__TASK REQUIREMENTS__
Sort through the entries below and pull out lines containing the word "dark".

__THE DATA__
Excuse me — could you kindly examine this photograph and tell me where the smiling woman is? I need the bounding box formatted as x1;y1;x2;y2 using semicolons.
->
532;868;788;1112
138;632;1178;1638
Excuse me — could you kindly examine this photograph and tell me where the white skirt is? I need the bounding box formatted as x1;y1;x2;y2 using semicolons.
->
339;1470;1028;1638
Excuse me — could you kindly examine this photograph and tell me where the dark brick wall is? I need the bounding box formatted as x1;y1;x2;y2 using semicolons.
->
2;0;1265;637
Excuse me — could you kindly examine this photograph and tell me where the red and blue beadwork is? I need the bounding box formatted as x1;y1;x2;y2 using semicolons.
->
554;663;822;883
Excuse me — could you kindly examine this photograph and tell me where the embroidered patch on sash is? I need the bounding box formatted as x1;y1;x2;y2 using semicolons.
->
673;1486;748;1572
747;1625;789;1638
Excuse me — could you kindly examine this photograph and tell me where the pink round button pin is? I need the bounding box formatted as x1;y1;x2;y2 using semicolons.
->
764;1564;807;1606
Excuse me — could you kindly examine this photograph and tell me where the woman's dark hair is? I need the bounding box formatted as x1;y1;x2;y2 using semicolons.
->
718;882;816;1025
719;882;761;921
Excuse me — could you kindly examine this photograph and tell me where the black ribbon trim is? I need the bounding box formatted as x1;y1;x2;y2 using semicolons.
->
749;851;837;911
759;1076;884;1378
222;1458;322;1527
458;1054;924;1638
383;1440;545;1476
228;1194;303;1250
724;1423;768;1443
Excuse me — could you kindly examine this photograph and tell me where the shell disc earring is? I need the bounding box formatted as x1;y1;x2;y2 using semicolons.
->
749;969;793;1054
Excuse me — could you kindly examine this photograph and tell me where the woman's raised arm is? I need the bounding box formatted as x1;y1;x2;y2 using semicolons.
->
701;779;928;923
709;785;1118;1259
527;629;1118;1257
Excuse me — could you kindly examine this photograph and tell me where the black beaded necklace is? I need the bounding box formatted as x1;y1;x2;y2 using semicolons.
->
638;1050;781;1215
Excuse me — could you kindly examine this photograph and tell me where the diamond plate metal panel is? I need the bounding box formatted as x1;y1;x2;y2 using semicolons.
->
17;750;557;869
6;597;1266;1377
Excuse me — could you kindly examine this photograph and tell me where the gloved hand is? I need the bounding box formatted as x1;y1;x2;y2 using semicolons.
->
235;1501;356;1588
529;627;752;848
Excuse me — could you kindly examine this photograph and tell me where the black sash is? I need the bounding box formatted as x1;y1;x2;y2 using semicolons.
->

__TASK ANSWER__
Excuse me — could you kindly examine this photograph and tell me where the dark brick wall is? I need the bounding box formatted as x1;y1;x2;y2 using semicolons.
Excuse me — could you kindly examine this photograph and tell me where the woman's dark hair is? I need the bounding box formatted as x1;y1;x2;y2 using semicolons.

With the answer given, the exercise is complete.